* _ABOUT THIS TASK_:
Each record should appear again in the response exactly as it does in the original.

======== MATERIAL FOR THIS TASK

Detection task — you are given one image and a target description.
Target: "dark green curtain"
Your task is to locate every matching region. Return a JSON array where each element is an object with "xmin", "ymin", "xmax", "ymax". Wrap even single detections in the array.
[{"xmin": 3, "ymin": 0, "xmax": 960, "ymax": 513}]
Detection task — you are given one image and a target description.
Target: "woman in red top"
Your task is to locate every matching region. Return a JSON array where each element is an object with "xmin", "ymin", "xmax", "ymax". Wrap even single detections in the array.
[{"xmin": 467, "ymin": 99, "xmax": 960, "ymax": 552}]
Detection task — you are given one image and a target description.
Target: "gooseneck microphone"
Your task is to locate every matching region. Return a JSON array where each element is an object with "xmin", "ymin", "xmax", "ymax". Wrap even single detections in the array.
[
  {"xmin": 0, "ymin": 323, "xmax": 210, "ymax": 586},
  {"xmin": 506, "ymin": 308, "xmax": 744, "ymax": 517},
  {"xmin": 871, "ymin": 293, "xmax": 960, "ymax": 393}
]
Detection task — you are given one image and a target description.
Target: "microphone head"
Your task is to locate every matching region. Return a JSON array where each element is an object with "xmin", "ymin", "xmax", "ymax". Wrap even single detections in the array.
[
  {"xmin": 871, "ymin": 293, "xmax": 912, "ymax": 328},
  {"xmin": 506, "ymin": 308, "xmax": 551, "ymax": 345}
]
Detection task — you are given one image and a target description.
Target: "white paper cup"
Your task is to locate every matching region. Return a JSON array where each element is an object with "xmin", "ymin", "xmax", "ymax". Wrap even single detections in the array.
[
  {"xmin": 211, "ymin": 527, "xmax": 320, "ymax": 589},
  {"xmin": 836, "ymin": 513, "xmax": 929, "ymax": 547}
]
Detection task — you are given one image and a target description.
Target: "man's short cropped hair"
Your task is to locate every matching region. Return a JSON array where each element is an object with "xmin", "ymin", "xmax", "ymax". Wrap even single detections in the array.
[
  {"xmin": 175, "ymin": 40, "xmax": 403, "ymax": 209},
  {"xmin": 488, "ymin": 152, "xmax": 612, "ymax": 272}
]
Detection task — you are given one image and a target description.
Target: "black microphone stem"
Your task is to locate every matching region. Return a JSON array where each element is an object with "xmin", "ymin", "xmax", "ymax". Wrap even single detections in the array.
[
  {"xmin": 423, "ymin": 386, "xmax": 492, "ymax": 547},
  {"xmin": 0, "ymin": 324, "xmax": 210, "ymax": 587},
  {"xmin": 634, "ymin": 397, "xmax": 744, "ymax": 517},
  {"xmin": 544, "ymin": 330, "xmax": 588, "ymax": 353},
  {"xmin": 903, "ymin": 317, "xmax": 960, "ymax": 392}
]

================

* _YOUR RESPONSE_:
Detection task — you are given one image and a target description.
Target: "dark green curtain"
Your task is to locate every matching region. Return a JSON array where each element is an object with "xmin", "ymin", "xmax", "ymax". Wrap even single detections in the array.
[{"xmin": 3, "ymin": 0, "xmax": 960, "ymax": 513}]
Detection task — you are given one image and a target description.
Target: "woman in red top"
Your task is to locate every matching region. Return a JSON array where each element is an object with "xmin", "ymin", "xmax", "ymax". Wrap even single detections in the array.
[{"xmin": 467, "ymin": 99, "xmax": 960, "ymax": 552}]
Detection task — you are given one image and a target description.
Target: "gooseneck microphone"
Your task is to locate every matching region. Return a JSON array where each element is an object with "xmin", "ymin", "xmax", "ymax". Wrap even single detections in the array.
[
  {"xmin": 0, "ymin": 323, "xmax": 210, "ymax": 586},
  {"xmin": 506, "ymin": 308, "xmax": 744, "ymax": 517},
  {"xmin": 871, "ymin": 293, "xmax": 960, "ymax": 393}
]
Detection task — you are given one image and a target description.
Target: "microphone head"
Your task is to locate every matching region. Return a JSON array where each element is an object with "xmin", "ymin", "xmax", "ymax". Wrap even single detections in the array.
[
  {"xmin": 871, "ymin": 293, "xmax": 912, "ymax": 328},
  {"xmin": 506, "ymin": 308, "xmax": 551, "ymax": 345}
]
Detection task — you are given one image and a target description.
Target: "white paper cup"
Your task is to locate every matching region. Return a JSON array where each element is an object with "xmin", "ymin", "xmax", "ymax". Wrap even single detections in the array.
[
  {"xmin": 211, "ymin": 527, "xmax": 320, "ymax": 589},
  {"xmin": 836, "ymin": 513, "xmax": 929, "ymax": 547}
]
Detection task — you are given one image and a target description.
Target: "man's short cropped hair"
Your task is to locate every matching region. Return a JSON array where each element is an object with "xmin", "ymin", "xmax", "ymax". Wrap even single detections in the array.
[
  {"xmin": 175, "ymin": 40, "xmax": 403, "ymax": 209},
  {"xmin": 488, "ymin": 152, "xmax": 612, "ymax": 272}
]
Detection task — you are given one image and a target description.
Target: "black microphone stem"
Your task is to locate every matching region. Return a JSON array where each element is an object with "xmin", "ymin", "xmax", "ymax". Wrap even single detections in the array.
[
  {"xmin": 423, "ymin": 386, "xmax": 492, "ymax": 547},
  {"xmin": 0, "ymin": 324, "xmax": 210, "ymax": 587},
  {"xmin": 634, "ymin": 397, "xmax": 744, "ymax": 517},
  {"xmin": 544, "ymin": 330, "xmax": 588, "ymax": 353},
  {"xmin": 903, "ymin": 317, "xmax": 960, "ymax": 392}
]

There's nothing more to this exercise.